**Verilen Görev A:** İklim Kanunu hakkındaki yazıya göre bu kanunun temel amacı nedir?
**Verilen Görev B:** İklim Kanunu hakkındaki yazıyı son cümlesinden sonra sürdürünüz.
------ Seçilmiş Metin ------
İklim Kanunu Meselesi Üzerine

 

İklim Kanunu Meselesi Üzerine

İklim Değişikliği günümüzde insanlığın içerisinde bulunduğu en büyük tehditlerden biri olarak karşımızda duruyor. Sanayi devriminden bu yana hızla artan sera gazı emisyon emisyonları ve doğal kaynakların hoyratça kullanımı, dünya çapındaki sıcaklıkların yükselmesi, doğal afetlerin sayısının artması gibi sorunlara yol açtı. İklim Değişikliği tüm insanlık ve varlık alemi için dikkate alınması gereken bir çevresel sorundur. Ancak çevresel sorunların tamamı sadece iklim değişikliğinden ibaretmiş gibi bir yaklaşım içerisinde olmak da doğru değildir. Kabul etmemiz gereken bir gerçek vardır ki bu; tüm dünya da çevresel bir krizin eşiğinde olduğumuzdur. Biyoçeşitliliğin azalması, su kaynaklarının tükenmesi, hava kirliliğin artması, buzulların erimesi, denizlerde oluşan kirliliklerin artması, küresel ısınma ve nihayetinde iklim değişikliği gibi sorunların tamamı çevresel bir krize neden olmaktadır.

Sanayi Devrimi sonrasında artan çevresel krizin insan, hayvan ve bitkiler için de hayati tehlikeli olabileceği İlk defa 1962 yılında Rachel Carson'un “Sessiz Bahar” Kitabında ifade edilmiştir. Tarım ilaçlarının çevre üzerindeki olumsuzluklar konu alan bu eser, çevre hareketinin de başlangıç ​​noktalarından biri olmuştur. 19. yy’da fark edilen, uluslararası farkındalık ve mücadele boyutuna gelmiş olan çevresel kriz son günlerde TBMM’ne verilen bir kanun teklifi ile Türkiye’deki insanların da gündemine girmiştir. Bu kanun ‘İklim Kanunu’dur. Bu yazımızda İklim Kanunu ile ilgili genel bir değerlendirme yapılacaktır.

1. İklim Kanunu Nedir?

İklim Kanunu, sera gazı emisyonlarını azaltmayı ve iklim değişikliğinin etkilerine uyum sağlamayı amaçlayan kapsamlı bir yasal çerçevedir. İklim Kanunu’nun temel amacı, sera gazı emisyonlarını azaltarak küresel ısınmayı sınırlandırmaktır. Bu yasal düzenlemeler, enerji verimliliğini artırma, fosil yakıt kullanımını azaltma ve yeşil teknolojilere geçişi hızlandırma gibi çeşitli önlemleri içerir.
------ Kayıt Alıntıları ------
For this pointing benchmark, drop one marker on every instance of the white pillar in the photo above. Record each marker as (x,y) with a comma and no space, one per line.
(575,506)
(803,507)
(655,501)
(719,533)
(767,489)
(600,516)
------
------ Kayıt Alıntıları ------
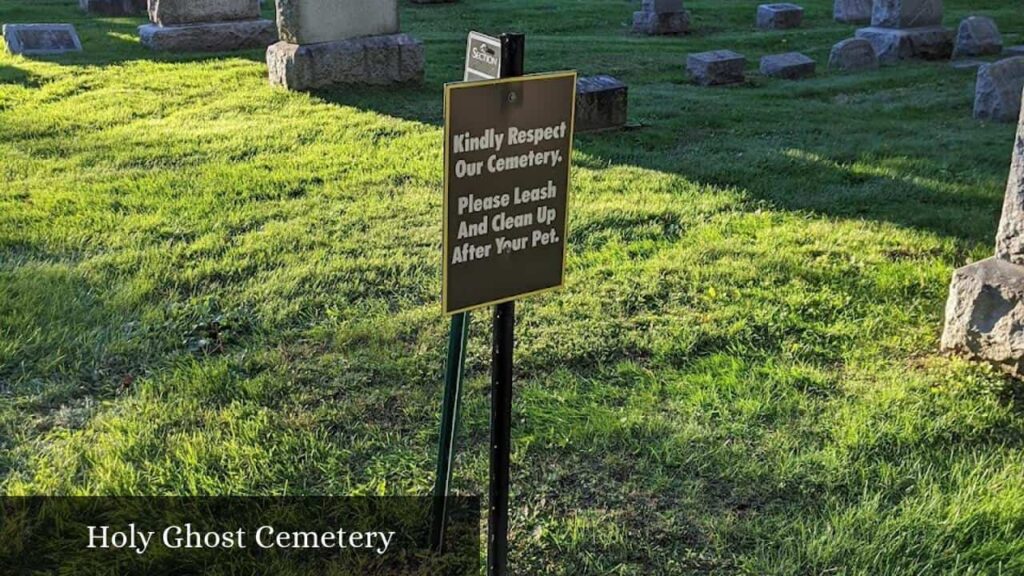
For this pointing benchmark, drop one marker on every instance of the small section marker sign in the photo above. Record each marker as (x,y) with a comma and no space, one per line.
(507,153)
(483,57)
------
------ Kayıt Alıntıları ------
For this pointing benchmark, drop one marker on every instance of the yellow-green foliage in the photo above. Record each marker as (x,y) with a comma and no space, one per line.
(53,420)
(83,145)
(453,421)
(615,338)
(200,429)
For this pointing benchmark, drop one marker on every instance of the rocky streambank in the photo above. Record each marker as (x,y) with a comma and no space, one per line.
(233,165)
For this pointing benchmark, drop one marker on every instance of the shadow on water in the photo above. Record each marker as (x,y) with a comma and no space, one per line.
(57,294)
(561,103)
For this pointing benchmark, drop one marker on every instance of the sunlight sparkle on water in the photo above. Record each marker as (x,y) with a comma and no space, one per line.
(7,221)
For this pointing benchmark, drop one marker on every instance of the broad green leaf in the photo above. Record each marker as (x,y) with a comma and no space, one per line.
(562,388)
------
**Sonuç A:** Sera gazı emisyonlarını azaltarak küresel ısınmayı sınırlandırmaktır.

**Sonuç B:**
2. İklim Kanunu Neleri İçeriyor?

İklim Kanunu, sera gazı emisyonlarını azaltma hedeflerini belirler, yenilenebilir enerji kullanımını teşvik eder ve enerji verimliliğini artırmaya yönelik politikalar oluşturur. Ayrıca, iklim değişikliğine uyum sağlama stratejilerini geliştirir, karbon piyasalarını düzenler ve çevresel sürdürülebilirliği destekleyen ekonomik teşvikler sunar. İklim Kanunu, hem ulusal hem de uluslararası düzeyde işbirliği gerektiren politikalarla, iklim krizine karşı etkili ve kalıcı çözümler sunmayı amaçlar.

Türkiye’nin ‘İlk İklim Kanunu’ 20 madde, 2 geçici madde ve 3 farklı kanunda değişiklik içeren kanun tekliği ile İklim Değişikliği Başkanlığı’nın görev ve sorumlulukları belirlenmiştir. Bakanlık yetkililerince; ‘’Türkiye Yeşil Taksonomisi kurulacak, Sınırda Karbon Düzenleme Mekanizması devreye alınacak. Okullarda yeşil teknoloji müfredata girecek’’ denilmiştir.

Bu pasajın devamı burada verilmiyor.